─── Provided data ───

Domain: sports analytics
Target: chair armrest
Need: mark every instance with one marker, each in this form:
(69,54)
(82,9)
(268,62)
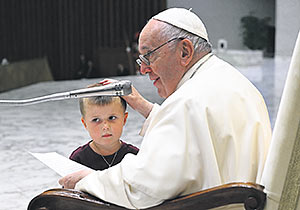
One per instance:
(249,194)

───

**Task instructions**. Drop the pictures and reproduce the rest of the data exactly.

**Result of this exercise**.
Domain: sports analytics
Target: chair armrest
Need: mark every instance with one marker, each in this form:
(69,54)
(82,9)
(268,62)
One per instance:
(249,194)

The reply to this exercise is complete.